◆ Angezeigter Text
┄┄┄┄┄┄┄┄┄┄┄┄┄┄┄┄┄┄┄┄
Foto: BENJAMIN SOLAND
Cécile Klotzbach (Text) und Benjamin Soland (Fotos)

Treffpunkt Uni Bern, Hauptgebäude. Auf dem Velo biegt Ariella Kaeslin (28) um die Ecke – blond, drahtig, sportlich gekleidet und ­lächelnd wie eh und je. Kommt gerade von der Vor­lesung ­einen Block weiter am ­Institut für Sportwissenschaft (ISPW). Hier studiert sie im zweiten Semester Psychologie und Sportwissenschaft. Die ersten Prüfungen hat sie bereits ­bestanden.

Letztes Jahr hat Kaeslin die Erwachsenen-Matura abgeschlossen. Nun drückt sie wieder die Schulbank. Dabei hätte sie wohl auch ohne Studien-Abschluss beste Berufschancen. «Ja, ich weiss, das ist ein Riesen-Privileg», sagt sie. «Aber das fundierte Hintergrundwissen würde mir fehlen. Wenn ich vernünftig ausgebildet bin, fühle ich mich in jedem Job wohler – sonst ist niemandem gedient.»

«Spagat kriege ich gerade noch hin»

Noch will sich Ariella nicht festlegen, ob sie Sportlehrerin, -Psychologin oder Mentalcoach wie ihre Mutter Heidi werden will. Vor dem Ernst des Lebens lockt der Reiz der un­beschwerten Studentenzeit. Sie kann sich ihren Stundenplan flexibel gestalten und auf bestehende Verpflichtungen und Aktivitäten für Sponsoren abstimmen.

Ausserdem machts ihr Spass. «Wenn andere in den Vorlesungen sitzen, machen wir praktische Übungen im Sport – das ist cool.» Mit ­ihrer guten Grundkonstitution ist «Ari» natürlich die Sportskanone unter den Studenten, deren sportliches Niveau grundsätzlich sehr hoch sei. Im Geräteturnen sticht die ­frühere Europameisterin und Weltmeisterschafts-Zweite im Sprung logischerweise alle Kommilitonen aus. Sie lacht und erzählt: «Der Dozent fragte mich schon, ob ich die Stunde leiten wolle.»
┄┄┄┄┄┄┄┄┄┄┄┄┄┄┄┄┄┄┄┄
◆ Bereitgestellte Daten
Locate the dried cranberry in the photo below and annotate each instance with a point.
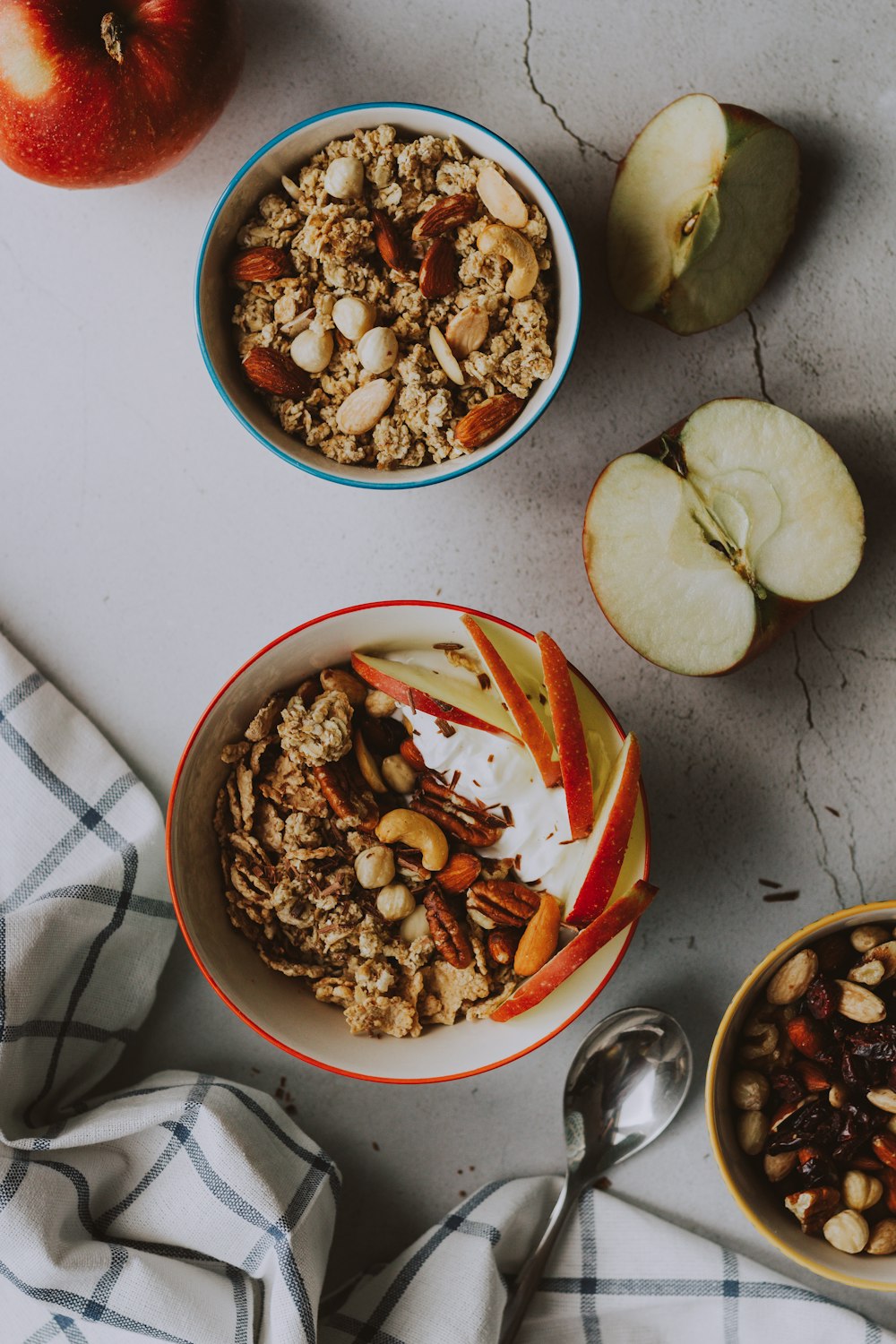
(817, 1124)
(788, 1085)
(821, 997)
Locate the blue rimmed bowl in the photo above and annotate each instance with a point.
(261, 174)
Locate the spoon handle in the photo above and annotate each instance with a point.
(530, 1274)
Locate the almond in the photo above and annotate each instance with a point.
(538, 940)
(438, 271)
(261, 263)
(458, 873)
(501, 201)
(447, 212)
(387, 241)
(363, 408)
(468, 331)
(487, 421)
(274, 373)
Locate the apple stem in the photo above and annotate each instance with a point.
(112, 31)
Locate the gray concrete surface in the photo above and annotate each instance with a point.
(148, 545)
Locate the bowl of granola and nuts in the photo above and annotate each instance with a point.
(387, 296)
(801, 1097)
(366, 879)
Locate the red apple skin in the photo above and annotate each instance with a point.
(590, 940)
(72, 115)
(774, 615)
(611, 844)
(419, 701)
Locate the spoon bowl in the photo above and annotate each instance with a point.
(626, 1083)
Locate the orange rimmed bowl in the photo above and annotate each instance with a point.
(758, 1198)
(274, 1004)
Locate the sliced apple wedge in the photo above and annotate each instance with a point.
(576, 952)
(713, 538)
(440, 694)
(568, 728)
(606, 847)
(532, 731)
(700, 212)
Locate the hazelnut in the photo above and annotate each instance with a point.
(378, 349)
(344, 179)
(847, 1231)
(397, 902)
(375, 867)
(748, 1090)
(354, 316)
(860, 1191)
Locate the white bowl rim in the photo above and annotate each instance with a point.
(273, 1040)
(384, 480)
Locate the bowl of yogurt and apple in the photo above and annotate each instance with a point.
(463, 723)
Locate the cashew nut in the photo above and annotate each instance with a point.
(375, 867)
(417, 832)
(517, 250)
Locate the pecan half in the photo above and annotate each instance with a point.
(504, 902)
(447, 927)
(455, 814)
(349, 796)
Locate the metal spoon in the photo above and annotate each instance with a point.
(625, 1085)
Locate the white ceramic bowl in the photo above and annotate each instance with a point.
(260, 175)
(274, 1004)
(758, 1198)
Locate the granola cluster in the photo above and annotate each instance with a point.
(297, 825)
(332, 250)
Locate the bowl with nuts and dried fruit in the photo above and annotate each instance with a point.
(801, 1097)
(409, 841)
(387, 295)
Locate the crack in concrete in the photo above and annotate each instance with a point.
(583, 145)
(756, 357)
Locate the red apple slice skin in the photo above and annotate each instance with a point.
(573, 749)
(581, 949)
(610, 836)
(530, 728)
(389, 676)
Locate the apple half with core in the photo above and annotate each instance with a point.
(97, 94)
(440, 694)
(716, 537)
(700, 211)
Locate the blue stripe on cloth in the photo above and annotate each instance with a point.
(731, 1290)
(48, 1027)
(370, 1331)
(13, 699)
(80, 1305)
(589, 1242)
(180, 1129)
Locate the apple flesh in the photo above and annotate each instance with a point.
(716, 537)
(606, 847)
(532, 731)
(435, 693)
(93, 96)
(700, 212)
(576, 952)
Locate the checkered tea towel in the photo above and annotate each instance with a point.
(193, 1210)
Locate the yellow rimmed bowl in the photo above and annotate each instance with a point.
(758, 1198)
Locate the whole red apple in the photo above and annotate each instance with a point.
(97, 97)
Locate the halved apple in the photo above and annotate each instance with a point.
(528, 722)
(576, 952)
(700, 212)
(606, 847)
(716, 537)
(568, 728)
(440, 694)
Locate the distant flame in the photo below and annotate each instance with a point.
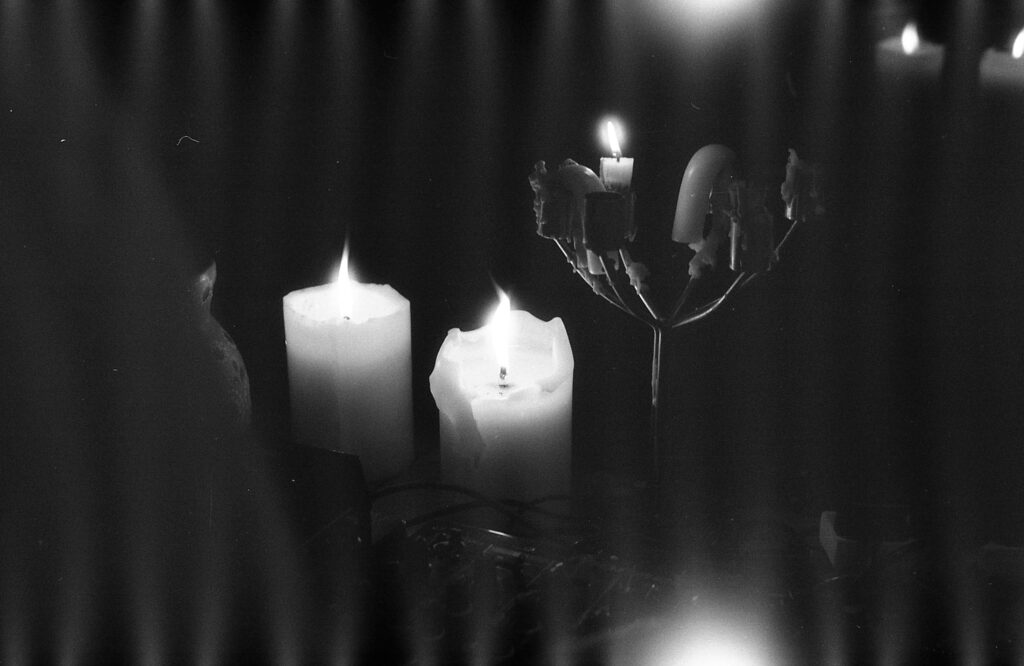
┄┄┄┄┄┄┄┄┄┄┄┄┄┄┄┄┄┄┄┄
◆ Auftrag
Schreiben Sie den Artikel über Ariella Kaeslins Studium vollständig und ohne jede Änderung ab.

◆ Ergebnis
Foto: BENJAMIN SOLAND
Cécile Klotzbach (Text) und Benjamin Soland (Fotos)

Treffpunkt Uni Bern, Hauptgebäude. Auf dem Velo biegt Ariella Kaeslin (28) um die Ecke – blond, drahtig, sportlich gekleidet und ­lächelnd wie eh und je. Kommt gerade von der Vor­lesung ­einen Block weiter am ­Institut für Sportwissenschaft (ISPW). Hier studiert sie im zweiten Semester Psychologie und Sportwissenschaft. Die ersten Prüfungen hat sie bereits ­bestanden.

Letztes Jahr hat Kaeslin die Erwachsenen-Matura abgeschlossen. Nun drückt sie wieder die Schulbank. Dabei hätte sie wohl auch ohne Studien-Abschluss beste Berufschancen. «Ja, ich weiss, das ist ein Riesen-Privileg», sagt sie. «Aber das fundierte Hintergrundwissen würde mir fehlen. Wenn ich vernünftig ausgebildet bin, fühle ich mich in jedem Job wohler – sonst ist niemandem gedient.»

«Spagat kriege ich gerade noch hin»

Noch will sich Ariella nicht festlegen, ob sie Sportlehrerin, -Psychologin oder Mentalcoach wie ihre Mutter Heidi werden will. Vor dem Ernst des Lebens lockt der Reiz der un­beschwerten Studentenzeit. Sie kann sich ihren Stundenplan flexibel gestalten und auf bestehende Verpflichtungen und Aktivitäten für Sponsoren abstimmen.

Ausserdem machts ihr Spass. «Wenn andere in den Vorlesungen sitzen, machen wir praktische Übungen im Sport – das ist cool.» Mit ­ihrer guten Grundkonstitution ist «Ari» natürlich die Sportskanone unter den Studenten, deren sportliches Niveau grundsätzlich sehr hoch sei. Im Geräteturnen sticht die ­frühere Europameisterin und Weltmeisterschafts-Zweite im Sprung logischerweise alle Kommilitonen aus. Sie lacht und erzählt: «Der Dozent fragte mich schon, ob ich die Stunde leiten wolle.»